• **WHAT TO DO**
A. Name every booktabs command that the plotting and table style guide tells you to use for drawing lines in tables.
B. Pick up the plotting and table style guide after its final item on font size and carry it on.

• **DOCUMENT SEGMENT**
--------------------------------
Make plots in Python

Refer the the plot guide for R above for style. We use the package plotnine to make plots in python that look similar to ggplot2 plots in R. Note the following useful tips:

  • Colors can imitate ggplot using plotnine.scale_color_brewer(), but to get the same transparency as the default in RColorBrewer, set the alpha argument in geoms. Markers use the markers available to matplotlib here Linetypes also use matplotlib linestyles

    import plotnine as p9
    colors = p9.scale_color_brewer(type = 'qual', palette = 2)
    shapes = p9.scale_shape_manual(values = ['o', '^', 's', 'D'])
    vert_line = p9.geom_vline(xintercept = 1.5, linetype = '--')
    plot = plot + p9.geom_line(alpha=0.5) + shapes + vert_line
    

Make tex tables

  • Tables should have a double horizontal line at the top and a single horizontal line at the bottom. The lines should be set using the package booktabs as follows:
    • Start table with \toprule \toprule. End table with \bottomrule.
    • Use \midrule (and, for shorter lines, \cmidrule) inside tables.
    • Do not use \hline or \cline for formatting tex tables. You can tell when tables are erroneously using \hline and \cline because these lines are not as bold as those set corerectly with booktabs.
  • Tables should never extend into the margins of a paper. Strategies to reduce the width of tables include:
    • Reducing space between columns by modifying \setlength{\tabcolsep}{3pt}.
    • By default, we set the font size of the table content to \small. However, you may reduce this to \footnotesize.
  • Tables are permitted to be narrower than the width of a line of text. While you may increase the width of a table, the rule of thumb is that the font size of text within a table may never exceed the font size outside of a table.
  • Tables should have vertical space before the table note. We default to \vspace{0.2cm}.
  • Be sure to not wrap tables in a float. For example, using the stargazer package in R, set float = FALSE.
  • When reviewing all the tables in a paper, ensure that they are consistent when it comes to:
    • Space between the table and the table note
    • Whether the table note spans is text-aligned or table-aligned
    • Space between columns (unless necessary to reduce the width of a particularly large table)
    • Font size (unless necessary to reduce the width of a particularly large table)
--------------------------------
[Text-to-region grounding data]
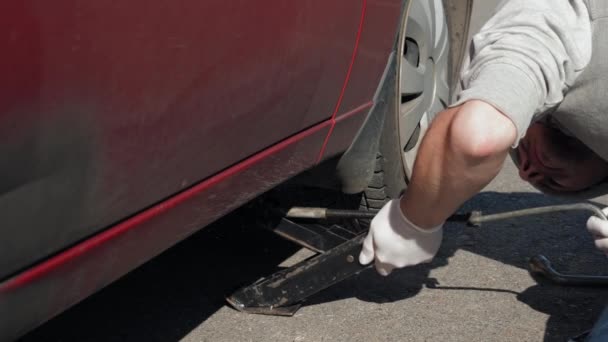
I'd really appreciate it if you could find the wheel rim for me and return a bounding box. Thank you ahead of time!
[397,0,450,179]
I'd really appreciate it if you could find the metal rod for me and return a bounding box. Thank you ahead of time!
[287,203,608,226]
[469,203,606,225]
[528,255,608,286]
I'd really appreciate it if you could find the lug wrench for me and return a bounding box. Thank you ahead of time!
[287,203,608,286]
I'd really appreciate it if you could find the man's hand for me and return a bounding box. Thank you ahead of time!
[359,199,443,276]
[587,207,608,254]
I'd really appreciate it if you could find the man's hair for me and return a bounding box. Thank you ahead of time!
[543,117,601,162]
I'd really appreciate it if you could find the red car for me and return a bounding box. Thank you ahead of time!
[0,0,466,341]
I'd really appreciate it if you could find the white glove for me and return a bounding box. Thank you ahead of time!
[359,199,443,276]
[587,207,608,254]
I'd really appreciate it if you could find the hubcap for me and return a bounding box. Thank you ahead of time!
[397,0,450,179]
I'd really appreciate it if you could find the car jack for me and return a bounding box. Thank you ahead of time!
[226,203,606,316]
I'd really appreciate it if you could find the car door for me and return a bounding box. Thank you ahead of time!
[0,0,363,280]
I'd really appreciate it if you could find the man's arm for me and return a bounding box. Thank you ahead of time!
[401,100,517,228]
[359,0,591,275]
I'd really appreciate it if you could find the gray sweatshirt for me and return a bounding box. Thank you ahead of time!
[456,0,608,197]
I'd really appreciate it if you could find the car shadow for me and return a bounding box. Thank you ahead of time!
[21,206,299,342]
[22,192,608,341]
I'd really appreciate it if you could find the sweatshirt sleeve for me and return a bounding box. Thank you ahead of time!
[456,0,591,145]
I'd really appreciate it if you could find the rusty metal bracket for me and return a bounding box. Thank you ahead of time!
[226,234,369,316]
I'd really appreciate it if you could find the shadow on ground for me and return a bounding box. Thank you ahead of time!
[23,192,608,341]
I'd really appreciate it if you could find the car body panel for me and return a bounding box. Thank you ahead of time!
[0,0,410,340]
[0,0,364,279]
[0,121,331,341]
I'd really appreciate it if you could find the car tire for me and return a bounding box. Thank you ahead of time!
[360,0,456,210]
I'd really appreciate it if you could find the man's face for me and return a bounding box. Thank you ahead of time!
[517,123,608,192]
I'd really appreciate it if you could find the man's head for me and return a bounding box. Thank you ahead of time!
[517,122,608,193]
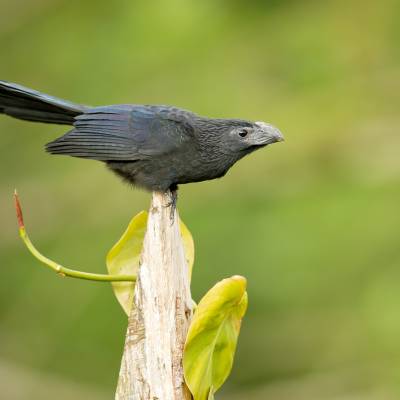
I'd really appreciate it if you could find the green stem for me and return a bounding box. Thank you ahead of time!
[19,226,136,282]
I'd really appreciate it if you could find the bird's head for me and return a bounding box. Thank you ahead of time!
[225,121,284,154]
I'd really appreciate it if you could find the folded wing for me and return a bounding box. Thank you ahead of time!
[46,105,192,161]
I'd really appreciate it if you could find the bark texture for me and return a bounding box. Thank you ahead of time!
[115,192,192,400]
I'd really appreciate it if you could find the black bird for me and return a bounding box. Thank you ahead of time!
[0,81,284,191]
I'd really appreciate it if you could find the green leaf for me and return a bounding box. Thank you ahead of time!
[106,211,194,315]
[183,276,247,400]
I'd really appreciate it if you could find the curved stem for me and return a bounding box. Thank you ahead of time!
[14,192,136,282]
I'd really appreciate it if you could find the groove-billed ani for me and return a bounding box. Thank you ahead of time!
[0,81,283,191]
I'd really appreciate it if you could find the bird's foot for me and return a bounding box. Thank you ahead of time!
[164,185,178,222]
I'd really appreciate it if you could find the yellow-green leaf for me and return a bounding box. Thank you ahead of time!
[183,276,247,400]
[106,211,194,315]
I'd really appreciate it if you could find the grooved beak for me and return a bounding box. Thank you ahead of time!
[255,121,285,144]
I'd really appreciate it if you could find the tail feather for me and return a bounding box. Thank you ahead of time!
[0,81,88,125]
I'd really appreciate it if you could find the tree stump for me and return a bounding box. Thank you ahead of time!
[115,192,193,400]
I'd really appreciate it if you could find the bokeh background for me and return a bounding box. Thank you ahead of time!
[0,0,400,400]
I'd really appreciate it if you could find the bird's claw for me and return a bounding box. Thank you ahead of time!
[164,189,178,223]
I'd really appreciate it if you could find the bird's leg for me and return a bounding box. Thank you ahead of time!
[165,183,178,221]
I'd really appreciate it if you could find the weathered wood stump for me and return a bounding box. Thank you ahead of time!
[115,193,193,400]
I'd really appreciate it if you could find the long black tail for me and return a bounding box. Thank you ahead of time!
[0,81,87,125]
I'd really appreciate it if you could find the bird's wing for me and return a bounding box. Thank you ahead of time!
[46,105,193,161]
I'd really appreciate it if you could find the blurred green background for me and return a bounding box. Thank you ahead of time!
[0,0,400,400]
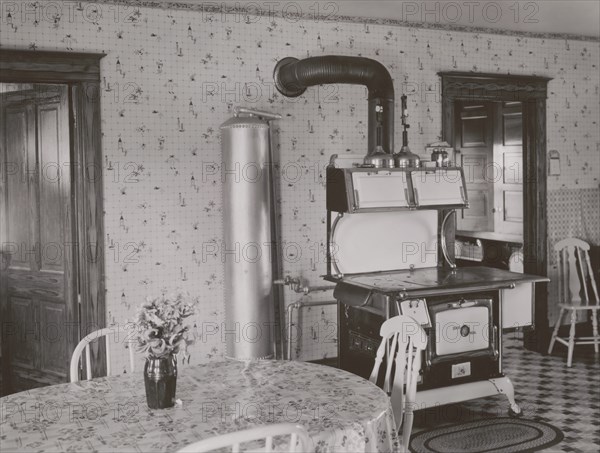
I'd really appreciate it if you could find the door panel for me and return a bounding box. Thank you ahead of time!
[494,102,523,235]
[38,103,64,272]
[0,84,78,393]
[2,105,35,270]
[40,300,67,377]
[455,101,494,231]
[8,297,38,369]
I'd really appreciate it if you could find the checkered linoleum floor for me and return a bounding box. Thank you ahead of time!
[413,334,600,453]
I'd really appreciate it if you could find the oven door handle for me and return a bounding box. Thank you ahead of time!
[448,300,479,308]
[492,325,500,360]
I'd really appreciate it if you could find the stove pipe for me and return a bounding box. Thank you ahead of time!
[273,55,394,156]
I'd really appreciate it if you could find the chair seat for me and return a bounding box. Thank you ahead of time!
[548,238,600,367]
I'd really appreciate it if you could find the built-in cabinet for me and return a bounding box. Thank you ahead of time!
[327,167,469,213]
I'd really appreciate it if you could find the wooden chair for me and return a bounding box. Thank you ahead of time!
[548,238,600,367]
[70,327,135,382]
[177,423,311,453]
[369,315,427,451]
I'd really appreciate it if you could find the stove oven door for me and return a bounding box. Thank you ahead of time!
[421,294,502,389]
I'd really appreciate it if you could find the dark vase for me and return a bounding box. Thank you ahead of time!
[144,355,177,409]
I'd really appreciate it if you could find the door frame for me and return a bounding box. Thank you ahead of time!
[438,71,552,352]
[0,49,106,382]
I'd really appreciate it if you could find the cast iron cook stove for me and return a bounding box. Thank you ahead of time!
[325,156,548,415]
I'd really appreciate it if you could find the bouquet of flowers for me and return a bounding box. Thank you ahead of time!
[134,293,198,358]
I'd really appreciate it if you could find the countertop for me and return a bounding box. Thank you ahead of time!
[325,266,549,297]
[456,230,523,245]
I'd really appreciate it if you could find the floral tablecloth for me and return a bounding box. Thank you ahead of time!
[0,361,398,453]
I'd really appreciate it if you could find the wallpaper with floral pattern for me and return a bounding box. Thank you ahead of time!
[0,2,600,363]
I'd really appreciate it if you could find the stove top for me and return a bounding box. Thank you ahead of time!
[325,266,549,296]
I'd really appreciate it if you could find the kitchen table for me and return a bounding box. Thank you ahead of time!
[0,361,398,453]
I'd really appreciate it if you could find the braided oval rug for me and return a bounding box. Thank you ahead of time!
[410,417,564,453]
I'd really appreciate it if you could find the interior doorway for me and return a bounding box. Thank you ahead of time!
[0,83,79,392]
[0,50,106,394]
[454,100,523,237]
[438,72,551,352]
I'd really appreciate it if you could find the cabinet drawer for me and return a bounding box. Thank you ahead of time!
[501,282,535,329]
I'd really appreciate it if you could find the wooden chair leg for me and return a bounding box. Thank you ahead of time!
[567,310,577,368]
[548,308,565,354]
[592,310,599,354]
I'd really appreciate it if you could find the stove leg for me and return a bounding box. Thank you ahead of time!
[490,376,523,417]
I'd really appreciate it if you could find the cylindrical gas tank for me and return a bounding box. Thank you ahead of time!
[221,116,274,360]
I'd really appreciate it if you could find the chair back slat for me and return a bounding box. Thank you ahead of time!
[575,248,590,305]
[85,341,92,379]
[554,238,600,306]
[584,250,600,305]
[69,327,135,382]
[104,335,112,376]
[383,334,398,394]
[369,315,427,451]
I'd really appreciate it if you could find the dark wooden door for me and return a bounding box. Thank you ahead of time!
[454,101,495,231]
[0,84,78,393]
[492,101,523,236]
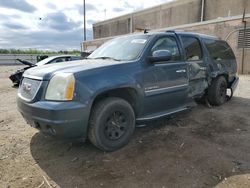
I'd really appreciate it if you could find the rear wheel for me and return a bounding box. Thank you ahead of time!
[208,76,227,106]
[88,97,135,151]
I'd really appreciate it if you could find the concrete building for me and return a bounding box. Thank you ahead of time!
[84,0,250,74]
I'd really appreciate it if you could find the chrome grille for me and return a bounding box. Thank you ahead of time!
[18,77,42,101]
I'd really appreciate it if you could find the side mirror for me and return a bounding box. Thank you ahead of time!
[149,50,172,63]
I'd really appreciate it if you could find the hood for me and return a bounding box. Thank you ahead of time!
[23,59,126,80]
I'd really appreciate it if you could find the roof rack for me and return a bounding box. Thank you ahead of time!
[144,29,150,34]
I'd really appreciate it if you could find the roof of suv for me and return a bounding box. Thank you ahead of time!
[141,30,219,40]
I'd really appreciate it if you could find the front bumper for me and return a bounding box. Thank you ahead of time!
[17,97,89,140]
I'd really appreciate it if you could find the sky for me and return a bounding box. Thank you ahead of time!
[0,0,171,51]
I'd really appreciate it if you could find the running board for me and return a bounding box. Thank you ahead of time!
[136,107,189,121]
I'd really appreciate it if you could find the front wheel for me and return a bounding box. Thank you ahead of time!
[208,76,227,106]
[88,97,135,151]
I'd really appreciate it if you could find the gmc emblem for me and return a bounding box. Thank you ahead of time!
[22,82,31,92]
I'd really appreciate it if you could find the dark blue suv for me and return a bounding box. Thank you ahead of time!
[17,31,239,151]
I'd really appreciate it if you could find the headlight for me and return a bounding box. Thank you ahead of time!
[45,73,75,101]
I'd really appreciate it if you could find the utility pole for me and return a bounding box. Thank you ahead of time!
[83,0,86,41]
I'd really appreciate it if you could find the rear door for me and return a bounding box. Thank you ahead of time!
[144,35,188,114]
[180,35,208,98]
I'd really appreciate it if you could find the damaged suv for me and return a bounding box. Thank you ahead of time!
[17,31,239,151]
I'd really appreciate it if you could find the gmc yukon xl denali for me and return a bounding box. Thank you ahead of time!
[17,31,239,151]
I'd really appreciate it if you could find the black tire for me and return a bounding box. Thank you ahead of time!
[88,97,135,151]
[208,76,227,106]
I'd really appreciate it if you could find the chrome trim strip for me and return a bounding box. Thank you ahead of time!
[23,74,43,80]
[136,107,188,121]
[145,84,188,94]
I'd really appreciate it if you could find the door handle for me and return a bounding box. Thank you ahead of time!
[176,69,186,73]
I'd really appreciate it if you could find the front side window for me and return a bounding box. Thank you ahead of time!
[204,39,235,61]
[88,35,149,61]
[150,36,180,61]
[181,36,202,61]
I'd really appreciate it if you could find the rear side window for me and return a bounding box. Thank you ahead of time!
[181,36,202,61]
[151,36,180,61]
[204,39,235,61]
--------------------------------
• **OUTPUTS BY TASK**
A. \toprule, \bottomrule, \midrule, \cmidrule

B.
  • Below is sample code that produces a simple table consistent without our guidelines:
\begin{table}[htbp]
\caption{Reasons for Unpaid Temporary Leave}
\label{tab: reason codes}
\centering
\setlength{\tabcolsep}{3pt}
\small
\begin{tabular}{llcc}
\toprule \toprule
Broad category & Reason                    & Share of spells & Share of spell-weeks \\
\midrule
Worker-driven  & Family and parental leave & 0.181           & 0.145                \\
Worker-driven  & Medical leave             & 0.155           & 0.120                \\
Worker-driven  & Education leave           & 0.131           & 0.155                \\
Worker-driven  & Total                     & 0.467           & 0.420                \\
\midrule
Firm-driven    & Work is slow              & 0.211           & 0.225                \\
Firm-driven    & Seasonal employment       & 0.125           & 0.145                \\
Firm-driven    & Contract on hold          & 0.050           & 0.065                \\
Firm-driven    & Total                     & 0.386           & 0.435                \\
\midrule
Other          & Miscellaneous             & 0.147.          & 0.145                \\
\bottomrule
\end{tabular}
\begin{minipage}{\textwidth}
\vspace{0.2cm}
\footnotesize
Notes: This table shows the six most common reason codes for temporary unpaid leave within employment relationships in the PayrollCompany data. Within ``Miscellaneous'', COVID-related inactivity accounts for 8\% of spells and another 326 codes account for the remaining inactivity spells.
\end{minipage}
\end{table}

Embed plots in a Lyx document

  • Plot sizing
    • With two plots on a page, we set "scale graphics" to 80%
      • Deviation: Sometimes we will go down to 70% in order to fit two separate figures on to the same page.
    • With 4+ plots on a page, we set "scale graphics" to 50%
  • Plot titles are specified here, so there is no need to specify a title in R
    • It is fine to have titles in R on diagnostic plots or when we are iterating on a plot to convey a message to other team members.